■ What needs to be done ■
Copy the result of filtering the entries below for lines that include the string "smiling".
*** Opening of Records shown ***
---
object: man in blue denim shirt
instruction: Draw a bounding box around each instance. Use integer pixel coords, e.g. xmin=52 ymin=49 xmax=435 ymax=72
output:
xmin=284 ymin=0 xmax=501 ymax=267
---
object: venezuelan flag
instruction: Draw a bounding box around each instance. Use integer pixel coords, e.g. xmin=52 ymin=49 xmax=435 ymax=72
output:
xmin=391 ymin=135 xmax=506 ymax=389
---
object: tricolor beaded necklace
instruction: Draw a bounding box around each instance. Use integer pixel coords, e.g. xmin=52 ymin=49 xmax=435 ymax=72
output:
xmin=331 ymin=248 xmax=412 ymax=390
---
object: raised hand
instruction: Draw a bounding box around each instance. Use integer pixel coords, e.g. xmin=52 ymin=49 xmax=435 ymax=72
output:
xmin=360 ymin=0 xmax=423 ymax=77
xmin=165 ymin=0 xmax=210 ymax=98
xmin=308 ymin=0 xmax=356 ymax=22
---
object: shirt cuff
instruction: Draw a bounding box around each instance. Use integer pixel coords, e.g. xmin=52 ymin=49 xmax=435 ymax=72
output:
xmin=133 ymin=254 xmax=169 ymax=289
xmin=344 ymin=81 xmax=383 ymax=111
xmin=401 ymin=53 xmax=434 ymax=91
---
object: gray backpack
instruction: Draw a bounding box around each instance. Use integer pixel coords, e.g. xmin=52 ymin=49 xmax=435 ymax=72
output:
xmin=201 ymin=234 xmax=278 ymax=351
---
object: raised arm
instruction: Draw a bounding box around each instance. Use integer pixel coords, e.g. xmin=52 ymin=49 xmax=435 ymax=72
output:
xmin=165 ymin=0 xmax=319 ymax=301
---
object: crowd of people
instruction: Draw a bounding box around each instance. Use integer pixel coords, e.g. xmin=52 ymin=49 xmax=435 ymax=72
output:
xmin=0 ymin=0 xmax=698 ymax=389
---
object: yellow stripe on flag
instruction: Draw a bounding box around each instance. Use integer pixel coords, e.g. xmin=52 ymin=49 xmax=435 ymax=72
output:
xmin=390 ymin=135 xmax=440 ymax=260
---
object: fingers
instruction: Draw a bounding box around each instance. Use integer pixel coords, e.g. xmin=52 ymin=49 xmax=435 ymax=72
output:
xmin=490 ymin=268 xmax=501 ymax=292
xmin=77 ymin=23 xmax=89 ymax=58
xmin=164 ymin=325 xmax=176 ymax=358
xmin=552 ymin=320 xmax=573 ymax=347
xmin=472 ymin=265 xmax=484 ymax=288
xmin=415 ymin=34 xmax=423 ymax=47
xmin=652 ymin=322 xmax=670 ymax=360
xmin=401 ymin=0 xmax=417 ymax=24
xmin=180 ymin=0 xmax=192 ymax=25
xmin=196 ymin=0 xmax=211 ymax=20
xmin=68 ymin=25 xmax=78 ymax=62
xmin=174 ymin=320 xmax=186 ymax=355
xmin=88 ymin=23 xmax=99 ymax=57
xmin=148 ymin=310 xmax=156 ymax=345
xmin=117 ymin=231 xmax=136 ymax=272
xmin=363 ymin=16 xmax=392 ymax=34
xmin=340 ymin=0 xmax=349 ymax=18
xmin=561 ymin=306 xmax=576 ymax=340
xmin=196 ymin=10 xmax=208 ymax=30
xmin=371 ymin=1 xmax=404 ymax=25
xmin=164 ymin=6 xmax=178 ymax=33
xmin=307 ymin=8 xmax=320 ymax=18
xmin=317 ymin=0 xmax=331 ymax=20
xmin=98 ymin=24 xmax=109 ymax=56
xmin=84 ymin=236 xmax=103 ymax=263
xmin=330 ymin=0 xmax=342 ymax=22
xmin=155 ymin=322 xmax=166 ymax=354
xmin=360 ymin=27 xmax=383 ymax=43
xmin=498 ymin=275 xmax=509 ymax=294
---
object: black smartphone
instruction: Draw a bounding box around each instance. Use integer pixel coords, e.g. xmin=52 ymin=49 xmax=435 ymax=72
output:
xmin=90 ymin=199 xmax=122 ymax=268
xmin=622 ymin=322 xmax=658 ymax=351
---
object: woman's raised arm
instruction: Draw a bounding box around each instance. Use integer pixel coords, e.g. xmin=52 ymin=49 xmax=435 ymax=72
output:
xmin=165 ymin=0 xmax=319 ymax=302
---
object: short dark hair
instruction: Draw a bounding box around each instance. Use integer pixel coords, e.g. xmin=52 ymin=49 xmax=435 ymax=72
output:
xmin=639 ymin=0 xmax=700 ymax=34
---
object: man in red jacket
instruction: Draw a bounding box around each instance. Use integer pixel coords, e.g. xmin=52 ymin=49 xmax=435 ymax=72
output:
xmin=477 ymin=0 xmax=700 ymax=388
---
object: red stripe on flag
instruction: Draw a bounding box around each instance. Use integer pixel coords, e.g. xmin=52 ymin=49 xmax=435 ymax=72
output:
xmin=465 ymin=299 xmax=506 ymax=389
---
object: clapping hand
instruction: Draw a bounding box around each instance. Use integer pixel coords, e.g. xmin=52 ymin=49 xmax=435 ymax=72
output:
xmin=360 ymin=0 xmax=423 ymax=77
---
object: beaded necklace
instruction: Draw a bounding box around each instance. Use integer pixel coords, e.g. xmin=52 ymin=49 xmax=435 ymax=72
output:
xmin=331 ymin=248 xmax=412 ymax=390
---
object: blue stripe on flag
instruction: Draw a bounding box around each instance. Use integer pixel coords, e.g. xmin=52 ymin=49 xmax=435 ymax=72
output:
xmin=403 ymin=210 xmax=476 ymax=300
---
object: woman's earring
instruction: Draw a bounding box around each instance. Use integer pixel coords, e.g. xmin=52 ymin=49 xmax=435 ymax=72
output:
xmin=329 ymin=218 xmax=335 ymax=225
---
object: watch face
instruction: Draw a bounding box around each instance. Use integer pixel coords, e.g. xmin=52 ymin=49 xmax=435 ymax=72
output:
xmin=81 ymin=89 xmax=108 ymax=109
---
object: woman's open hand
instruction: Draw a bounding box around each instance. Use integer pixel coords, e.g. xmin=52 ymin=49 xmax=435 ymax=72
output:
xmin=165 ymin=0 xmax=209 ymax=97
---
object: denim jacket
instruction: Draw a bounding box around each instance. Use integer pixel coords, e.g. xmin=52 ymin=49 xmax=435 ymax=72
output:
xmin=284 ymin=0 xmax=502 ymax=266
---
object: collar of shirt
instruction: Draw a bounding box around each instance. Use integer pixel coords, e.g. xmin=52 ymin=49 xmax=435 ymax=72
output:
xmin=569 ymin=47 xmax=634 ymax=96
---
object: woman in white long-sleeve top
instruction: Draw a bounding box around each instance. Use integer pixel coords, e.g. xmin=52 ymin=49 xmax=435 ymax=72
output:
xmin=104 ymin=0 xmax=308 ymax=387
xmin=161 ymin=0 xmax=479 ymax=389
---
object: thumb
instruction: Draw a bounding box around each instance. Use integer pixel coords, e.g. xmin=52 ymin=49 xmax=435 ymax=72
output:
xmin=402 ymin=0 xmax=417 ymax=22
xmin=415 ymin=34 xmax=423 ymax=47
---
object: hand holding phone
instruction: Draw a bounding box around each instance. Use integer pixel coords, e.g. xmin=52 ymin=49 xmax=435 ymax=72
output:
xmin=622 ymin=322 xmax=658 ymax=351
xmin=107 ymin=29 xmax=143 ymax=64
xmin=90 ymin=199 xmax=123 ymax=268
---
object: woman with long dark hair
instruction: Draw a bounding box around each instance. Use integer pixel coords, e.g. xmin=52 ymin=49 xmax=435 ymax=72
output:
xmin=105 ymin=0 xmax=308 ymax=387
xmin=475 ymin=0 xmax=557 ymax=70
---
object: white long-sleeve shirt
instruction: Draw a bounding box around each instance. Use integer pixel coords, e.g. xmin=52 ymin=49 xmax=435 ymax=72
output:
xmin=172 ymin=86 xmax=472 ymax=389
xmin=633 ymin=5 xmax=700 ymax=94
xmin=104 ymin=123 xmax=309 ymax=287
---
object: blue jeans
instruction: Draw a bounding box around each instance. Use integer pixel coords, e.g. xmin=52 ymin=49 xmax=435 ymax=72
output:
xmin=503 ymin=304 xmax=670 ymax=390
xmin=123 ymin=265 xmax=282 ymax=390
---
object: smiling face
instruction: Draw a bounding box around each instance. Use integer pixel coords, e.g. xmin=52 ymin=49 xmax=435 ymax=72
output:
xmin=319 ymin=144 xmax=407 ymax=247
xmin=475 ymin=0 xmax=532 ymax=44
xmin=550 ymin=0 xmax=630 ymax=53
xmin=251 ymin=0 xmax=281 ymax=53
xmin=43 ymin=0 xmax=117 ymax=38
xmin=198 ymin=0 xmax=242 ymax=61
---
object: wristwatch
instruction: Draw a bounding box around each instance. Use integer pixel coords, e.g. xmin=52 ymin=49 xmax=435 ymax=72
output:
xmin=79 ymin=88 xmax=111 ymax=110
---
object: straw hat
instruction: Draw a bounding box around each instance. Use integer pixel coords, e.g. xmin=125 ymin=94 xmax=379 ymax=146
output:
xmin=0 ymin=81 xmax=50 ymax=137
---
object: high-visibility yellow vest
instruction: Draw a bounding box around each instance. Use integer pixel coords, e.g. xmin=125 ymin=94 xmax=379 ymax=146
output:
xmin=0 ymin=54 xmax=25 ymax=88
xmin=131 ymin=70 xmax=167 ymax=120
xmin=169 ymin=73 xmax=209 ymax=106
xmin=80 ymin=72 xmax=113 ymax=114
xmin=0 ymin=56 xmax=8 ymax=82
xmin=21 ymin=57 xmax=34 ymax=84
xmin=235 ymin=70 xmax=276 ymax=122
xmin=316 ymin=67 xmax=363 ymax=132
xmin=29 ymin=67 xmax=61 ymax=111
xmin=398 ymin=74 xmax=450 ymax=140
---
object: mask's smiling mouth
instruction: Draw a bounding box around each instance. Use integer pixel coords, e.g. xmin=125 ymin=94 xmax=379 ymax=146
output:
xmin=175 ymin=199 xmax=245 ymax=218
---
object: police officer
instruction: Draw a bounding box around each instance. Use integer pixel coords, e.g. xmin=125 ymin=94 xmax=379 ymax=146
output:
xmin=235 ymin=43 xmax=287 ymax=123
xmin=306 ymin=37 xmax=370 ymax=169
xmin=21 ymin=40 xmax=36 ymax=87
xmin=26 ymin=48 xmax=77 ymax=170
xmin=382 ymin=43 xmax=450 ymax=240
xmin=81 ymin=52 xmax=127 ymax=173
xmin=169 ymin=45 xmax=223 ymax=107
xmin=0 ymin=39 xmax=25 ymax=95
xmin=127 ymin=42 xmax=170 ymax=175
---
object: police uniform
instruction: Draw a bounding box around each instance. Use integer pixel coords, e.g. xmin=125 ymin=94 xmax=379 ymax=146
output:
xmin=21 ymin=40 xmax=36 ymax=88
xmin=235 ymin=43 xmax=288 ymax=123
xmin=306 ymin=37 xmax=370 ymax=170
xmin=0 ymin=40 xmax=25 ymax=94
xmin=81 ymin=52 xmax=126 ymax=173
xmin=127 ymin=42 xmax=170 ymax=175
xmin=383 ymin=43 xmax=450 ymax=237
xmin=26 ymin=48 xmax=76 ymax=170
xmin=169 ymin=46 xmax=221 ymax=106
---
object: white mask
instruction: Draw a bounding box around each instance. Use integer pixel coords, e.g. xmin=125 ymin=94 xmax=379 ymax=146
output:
*** Close of Records shown ***
■ Reply to the exercise ■
object: smiling face
object: mask's smiling mouth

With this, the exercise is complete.